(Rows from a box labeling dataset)

"""

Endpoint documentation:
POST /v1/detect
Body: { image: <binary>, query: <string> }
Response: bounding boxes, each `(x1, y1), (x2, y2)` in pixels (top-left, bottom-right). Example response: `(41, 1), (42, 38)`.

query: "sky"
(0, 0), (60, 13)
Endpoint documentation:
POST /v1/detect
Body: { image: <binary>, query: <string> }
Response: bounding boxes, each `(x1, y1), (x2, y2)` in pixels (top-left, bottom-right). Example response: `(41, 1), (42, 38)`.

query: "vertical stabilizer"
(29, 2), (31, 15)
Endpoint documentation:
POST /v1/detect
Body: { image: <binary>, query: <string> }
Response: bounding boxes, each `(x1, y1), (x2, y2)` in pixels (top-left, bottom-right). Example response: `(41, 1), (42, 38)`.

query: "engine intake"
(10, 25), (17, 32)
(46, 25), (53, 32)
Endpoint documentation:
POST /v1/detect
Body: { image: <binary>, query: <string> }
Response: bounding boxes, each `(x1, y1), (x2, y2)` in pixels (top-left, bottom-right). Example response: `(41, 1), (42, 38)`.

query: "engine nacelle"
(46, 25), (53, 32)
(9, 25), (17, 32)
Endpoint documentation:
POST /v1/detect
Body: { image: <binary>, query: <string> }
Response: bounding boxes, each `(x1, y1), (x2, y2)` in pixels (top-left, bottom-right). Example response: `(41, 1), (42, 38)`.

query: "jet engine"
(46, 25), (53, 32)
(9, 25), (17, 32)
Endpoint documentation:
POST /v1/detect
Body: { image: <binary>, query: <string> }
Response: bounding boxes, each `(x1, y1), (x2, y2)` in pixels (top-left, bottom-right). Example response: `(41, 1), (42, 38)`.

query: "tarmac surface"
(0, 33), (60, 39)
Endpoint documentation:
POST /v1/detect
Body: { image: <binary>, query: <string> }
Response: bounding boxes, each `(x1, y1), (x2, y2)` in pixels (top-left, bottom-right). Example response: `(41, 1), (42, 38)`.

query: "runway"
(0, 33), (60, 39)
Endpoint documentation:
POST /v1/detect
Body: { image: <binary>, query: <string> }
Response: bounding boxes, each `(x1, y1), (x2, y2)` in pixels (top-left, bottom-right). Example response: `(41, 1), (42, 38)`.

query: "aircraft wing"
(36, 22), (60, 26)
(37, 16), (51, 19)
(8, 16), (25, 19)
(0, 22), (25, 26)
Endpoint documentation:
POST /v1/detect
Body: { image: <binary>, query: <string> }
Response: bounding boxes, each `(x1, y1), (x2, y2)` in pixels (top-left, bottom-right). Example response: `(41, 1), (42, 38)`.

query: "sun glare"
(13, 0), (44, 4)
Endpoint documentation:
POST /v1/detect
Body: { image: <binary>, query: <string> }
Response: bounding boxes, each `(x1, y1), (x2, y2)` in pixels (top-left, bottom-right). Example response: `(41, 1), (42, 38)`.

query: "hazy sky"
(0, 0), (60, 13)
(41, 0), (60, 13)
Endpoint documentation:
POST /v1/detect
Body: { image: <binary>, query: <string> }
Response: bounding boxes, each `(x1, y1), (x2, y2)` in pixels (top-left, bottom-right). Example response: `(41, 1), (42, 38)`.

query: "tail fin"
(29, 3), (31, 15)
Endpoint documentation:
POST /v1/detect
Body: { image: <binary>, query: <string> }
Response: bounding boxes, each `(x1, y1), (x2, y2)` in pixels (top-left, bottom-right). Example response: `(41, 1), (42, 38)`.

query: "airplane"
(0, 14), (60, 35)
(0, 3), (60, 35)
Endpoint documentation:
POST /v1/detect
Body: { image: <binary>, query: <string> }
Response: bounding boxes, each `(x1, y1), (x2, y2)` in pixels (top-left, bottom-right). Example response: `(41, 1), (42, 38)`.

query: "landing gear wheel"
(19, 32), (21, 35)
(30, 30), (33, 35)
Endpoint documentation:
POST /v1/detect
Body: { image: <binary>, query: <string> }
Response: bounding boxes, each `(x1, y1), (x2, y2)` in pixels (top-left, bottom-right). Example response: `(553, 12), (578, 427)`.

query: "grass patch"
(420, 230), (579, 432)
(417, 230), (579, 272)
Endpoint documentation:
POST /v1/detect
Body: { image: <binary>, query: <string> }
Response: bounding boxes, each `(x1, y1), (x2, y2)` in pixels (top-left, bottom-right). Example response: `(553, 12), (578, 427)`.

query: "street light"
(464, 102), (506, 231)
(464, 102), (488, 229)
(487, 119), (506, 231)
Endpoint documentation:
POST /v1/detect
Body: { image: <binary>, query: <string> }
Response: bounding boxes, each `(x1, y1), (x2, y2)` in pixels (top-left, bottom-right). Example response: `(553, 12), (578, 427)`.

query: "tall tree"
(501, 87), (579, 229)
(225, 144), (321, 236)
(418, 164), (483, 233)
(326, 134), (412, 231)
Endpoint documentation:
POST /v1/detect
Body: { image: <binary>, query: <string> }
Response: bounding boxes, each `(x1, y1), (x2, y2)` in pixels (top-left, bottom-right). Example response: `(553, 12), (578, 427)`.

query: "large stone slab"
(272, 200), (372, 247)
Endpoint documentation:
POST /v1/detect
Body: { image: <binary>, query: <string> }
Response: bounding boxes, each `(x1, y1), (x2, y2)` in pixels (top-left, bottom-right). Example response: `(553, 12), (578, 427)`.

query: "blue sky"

"""

● **Instructions to follow**
Which lines in the items above contain the word "engine"? Gather all of them, copying each line in full.

● **Output of the task**
query: "engine intake"
query: "engine nacelle"
query: "jet engine"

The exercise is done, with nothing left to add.